### Written task
Copy the items below, from the line that contains "Can you spot the gorge" through the end, requests included, and shift every coordinate in the answers by -95.

### Exercise inputs
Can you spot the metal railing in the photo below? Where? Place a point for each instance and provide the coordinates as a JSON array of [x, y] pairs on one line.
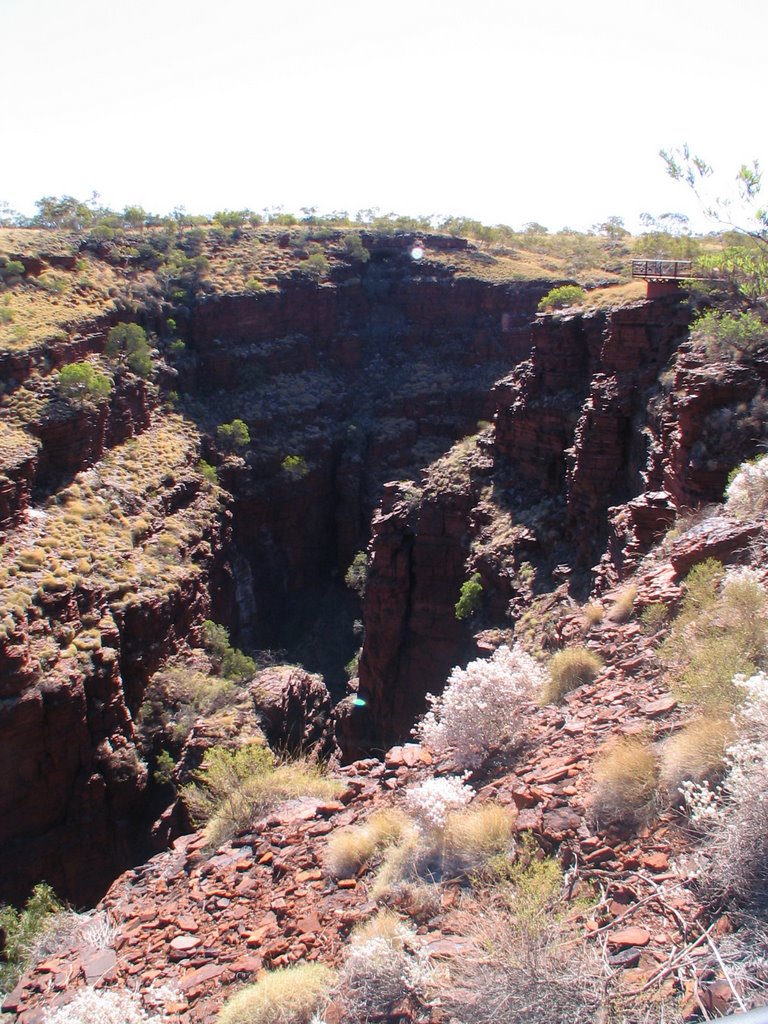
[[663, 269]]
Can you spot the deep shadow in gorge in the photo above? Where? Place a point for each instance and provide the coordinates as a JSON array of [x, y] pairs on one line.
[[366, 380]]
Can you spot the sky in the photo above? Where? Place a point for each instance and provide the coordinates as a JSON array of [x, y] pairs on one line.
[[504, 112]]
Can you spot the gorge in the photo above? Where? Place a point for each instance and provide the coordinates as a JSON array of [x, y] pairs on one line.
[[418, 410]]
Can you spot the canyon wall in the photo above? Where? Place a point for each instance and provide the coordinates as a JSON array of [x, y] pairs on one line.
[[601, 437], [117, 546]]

### Reply
Can you spot the gorge in the photo above? Where? Place a point for each instance and provide the coordinates as a JSON array of [x, y] pairs on one line.
[[323, 315]]
Can you spot the canyon wall in the photo above? Where? Place a point for each instance and provide the coordinates as a JSON array of [x, y] pairs on one line.
[[506, 342], [22, 451]]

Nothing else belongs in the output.